## PAGE EXTRACT
::::::
We found that the methylation status of 12 CpG’s in CpG27 in the promoter region of the SDHC gene could be accurately assessed and that detection of hypermethylation of the SDHC promoter correlated with reduced SDHC mRNA on mRNA extracted from the same FFPE tissue block. Recently described methods for the detection of ex-vivo and in vivo succinate accumulation are useful adjuncts to SDHB IH for the detection of SDH deficiency25,26. However, these methods cannot identify the cause of SDH deficiency. The authors recommend that whenever possible, cases with SDHC promoter hypermethylation should be analysed by RT-PCR of both tumour and adjacent normal tissue to confirm silencing of SDHC in the tumour tissue.

Given that SDHB immunohistochemistry is a relatively accessible and sensitive test, this should be considered as a first-line triaging test for the detection of SDH deficiency in PPGL and wtGIST21. We recommend that germline genetic testing is always considered as the next diagnostic step in dSDH tumours to rule out a potential syndromic cause. If germline genetic testing (including MLPA) is negative and SDHB IH suggests loss of SDHB protein expression, the first step for PPGL should be somatic sequencing27 to investigate for somatic SDHx or VHL mutations, which can account for loss of SDHB protein expression6. However, as SDHC epimutations are more frequent in wtGIST than in PPGL, we recommend SDHC promoter methylation analysis as the next step after germline genetic testing for wtGIST (Fig. 4B). If an SDHC epimutation is diagnosed, somatic tumour sequencing should be performed to identify a co-existing somatic SDHx mutation, which may affect the efficacy of any potential demethylating therapy (Fig. 4).
::::::
List every reference citation number that the SDH deficiency testing passage attaches to the end of a word, in order of appearance. Do not count the number in "CpG27", which names a CpG island. None of the lines that follow relate to the SDH deficiency testing passage.

## INFORMATION PROVIDED
::::::
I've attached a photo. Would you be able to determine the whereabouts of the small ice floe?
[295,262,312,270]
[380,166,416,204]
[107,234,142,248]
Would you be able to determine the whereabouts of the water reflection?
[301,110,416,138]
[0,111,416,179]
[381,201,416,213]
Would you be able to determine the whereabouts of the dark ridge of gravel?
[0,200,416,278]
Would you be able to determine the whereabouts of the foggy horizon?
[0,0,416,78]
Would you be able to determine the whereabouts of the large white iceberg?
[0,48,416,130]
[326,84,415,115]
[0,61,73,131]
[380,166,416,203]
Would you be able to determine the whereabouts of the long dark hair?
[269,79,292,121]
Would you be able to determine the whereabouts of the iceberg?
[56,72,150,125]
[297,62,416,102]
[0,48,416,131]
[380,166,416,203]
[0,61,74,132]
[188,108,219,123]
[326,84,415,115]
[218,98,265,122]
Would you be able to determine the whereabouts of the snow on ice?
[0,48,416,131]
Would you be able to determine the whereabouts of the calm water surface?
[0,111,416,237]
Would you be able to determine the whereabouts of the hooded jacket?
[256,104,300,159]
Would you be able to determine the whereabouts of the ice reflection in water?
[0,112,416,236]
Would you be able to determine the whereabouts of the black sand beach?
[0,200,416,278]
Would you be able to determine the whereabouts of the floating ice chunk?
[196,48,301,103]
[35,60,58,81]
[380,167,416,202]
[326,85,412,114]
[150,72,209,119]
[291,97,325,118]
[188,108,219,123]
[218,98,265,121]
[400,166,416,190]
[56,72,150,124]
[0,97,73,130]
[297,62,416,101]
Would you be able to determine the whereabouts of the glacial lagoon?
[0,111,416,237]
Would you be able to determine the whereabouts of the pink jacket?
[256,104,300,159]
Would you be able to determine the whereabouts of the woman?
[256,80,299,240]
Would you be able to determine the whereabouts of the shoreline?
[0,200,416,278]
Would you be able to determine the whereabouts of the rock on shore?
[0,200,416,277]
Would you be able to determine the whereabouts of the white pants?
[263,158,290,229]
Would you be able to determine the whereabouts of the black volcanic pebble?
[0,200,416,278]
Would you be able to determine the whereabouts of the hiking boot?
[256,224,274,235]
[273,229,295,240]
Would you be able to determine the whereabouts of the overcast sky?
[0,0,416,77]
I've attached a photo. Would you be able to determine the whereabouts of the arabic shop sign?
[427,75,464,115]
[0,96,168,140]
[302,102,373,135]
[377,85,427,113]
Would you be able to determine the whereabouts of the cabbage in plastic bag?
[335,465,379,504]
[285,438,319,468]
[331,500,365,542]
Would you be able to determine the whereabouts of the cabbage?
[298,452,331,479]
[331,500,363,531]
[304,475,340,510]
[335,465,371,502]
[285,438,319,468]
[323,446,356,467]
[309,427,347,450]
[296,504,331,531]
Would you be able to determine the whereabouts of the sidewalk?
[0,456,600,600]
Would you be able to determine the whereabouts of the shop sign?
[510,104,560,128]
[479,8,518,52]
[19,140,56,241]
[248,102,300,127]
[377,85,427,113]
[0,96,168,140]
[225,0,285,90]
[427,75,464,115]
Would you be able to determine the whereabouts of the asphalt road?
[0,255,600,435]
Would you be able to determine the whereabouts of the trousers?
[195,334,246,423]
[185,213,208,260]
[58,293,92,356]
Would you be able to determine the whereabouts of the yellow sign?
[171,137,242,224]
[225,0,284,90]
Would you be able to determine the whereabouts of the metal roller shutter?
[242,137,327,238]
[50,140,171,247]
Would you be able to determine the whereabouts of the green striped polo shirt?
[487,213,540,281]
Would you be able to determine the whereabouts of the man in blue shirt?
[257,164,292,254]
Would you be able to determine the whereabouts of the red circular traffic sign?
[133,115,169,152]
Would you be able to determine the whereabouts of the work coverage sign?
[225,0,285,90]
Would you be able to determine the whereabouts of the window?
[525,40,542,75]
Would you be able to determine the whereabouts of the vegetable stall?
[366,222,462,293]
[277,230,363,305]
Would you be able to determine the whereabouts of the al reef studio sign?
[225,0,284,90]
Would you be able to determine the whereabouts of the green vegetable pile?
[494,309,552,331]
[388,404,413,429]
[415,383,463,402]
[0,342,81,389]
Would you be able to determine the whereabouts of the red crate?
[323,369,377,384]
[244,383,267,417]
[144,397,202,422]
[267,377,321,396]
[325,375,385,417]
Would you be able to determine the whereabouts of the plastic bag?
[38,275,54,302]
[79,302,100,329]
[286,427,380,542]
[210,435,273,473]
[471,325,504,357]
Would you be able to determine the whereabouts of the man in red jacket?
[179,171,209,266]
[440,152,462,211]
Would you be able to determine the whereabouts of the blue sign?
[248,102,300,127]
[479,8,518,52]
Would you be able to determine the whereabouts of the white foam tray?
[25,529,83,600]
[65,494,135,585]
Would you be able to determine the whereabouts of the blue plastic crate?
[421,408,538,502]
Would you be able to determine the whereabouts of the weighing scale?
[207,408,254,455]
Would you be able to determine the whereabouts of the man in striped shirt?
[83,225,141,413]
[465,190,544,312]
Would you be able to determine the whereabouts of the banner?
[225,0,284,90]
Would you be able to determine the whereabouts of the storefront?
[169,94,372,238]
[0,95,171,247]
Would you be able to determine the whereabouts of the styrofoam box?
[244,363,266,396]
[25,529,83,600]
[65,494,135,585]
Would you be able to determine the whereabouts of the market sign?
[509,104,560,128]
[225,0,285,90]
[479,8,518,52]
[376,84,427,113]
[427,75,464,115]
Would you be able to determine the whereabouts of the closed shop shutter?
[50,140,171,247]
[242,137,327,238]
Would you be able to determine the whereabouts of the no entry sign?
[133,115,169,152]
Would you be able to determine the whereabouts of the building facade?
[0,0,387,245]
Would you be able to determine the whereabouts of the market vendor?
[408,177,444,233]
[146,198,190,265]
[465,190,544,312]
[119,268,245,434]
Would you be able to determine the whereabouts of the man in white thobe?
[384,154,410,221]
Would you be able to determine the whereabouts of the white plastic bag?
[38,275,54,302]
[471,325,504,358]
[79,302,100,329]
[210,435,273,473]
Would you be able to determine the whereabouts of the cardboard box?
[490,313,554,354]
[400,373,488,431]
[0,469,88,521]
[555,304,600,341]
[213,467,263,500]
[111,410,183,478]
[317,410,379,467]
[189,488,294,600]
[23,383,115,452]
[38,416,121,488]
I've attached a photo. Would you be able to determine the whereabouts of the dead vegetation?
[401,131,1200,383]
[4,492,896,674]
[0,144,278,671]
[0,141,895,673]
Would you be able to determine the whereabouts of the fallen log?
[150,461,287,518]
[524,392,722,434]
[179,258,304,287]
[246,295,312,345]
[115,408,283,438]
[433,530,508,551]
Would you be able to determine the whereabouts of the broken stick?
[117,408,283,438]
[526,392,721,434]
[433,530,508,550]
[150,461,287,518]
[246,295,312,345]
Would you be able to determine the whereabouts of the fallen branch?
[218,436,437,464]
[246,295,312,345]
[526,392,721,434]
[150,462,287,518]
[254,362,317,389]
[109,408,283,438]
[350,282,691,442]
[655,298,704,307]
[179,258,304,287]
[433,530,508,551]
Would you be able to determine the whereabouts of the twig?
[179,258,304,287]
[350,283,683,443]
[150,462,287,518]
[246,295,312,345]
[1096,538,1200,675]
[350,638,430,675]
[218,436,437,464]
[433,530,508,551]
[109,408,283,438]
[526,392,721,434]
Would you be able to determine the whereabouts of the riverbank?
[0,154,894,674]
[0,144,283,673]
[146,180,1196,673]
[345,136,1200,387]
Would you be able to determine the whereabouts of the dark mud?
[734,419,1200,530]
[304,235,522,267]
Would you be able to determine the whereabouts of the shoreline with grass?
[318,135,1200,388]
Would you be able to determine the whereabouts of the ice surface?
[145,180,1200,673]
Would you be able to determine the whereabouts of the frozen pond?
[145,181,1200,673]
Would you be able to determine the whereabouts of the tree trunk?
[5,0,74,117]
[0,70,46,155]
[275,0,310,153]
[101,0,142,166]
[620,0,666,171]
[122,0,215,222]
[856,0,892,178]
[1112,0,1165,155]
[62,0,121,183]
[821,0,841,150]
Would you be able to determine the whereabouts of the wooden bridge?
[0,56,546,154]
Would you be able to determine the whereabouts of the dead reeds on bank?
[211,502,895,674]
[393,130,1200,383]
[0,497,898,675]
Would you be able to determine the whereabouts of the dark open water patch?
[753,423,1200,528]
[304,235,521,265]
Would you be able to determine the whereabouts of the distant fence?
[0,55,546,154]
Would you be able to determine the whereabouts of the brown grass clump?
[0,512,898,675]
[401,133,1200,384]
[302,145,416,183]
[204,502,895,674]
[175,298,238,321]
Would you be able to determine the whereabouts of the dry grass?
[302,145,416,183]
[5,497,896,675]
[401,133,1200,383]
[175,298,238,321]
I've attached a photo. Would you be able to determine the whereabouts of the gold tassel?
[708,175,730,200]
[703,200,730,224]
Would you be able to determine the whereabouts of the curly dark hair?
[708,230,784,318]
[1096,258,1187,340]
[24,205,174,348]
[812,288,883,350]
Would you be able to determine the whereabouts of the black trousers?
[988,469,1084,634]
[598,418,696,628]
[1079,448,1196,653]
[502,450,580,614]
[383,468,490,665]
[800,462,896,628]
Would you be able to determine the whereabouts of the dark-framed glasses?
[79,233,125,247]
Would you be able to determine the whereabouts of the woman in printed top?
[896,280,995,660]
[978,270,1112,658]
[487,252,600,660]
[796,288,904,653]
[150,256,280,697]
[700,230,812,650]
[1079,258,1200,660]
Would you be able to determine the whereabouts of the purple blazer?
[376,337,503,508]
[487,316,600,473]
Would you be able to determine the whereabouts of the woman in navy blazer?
::::::
## YOUR SOLUTION
25, 26, 21, 27, 6